Recorded data
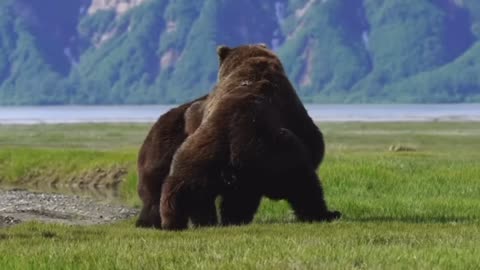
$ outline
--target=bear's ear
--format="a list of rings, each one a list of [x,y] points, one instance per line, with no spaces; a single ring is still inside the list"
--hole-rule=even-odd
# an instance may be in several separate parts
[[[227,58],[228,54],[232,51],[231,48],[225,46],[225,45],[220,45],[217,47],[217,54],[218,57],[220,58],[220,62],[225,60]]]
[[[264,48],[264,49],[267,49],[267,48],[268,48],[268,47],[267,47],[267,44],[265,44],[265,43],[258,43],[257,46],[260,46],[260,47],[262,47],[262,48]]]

* * *

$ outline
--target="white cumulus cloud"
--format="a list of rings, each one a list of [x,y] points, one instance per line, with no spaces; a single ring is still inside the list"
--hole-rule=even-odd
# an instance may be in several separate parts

TASK INSTRUCTIONS: Once you have counted the lines above containing the word "target", state that number and nothing more.

OUTPUT FOR THIS TASK: 2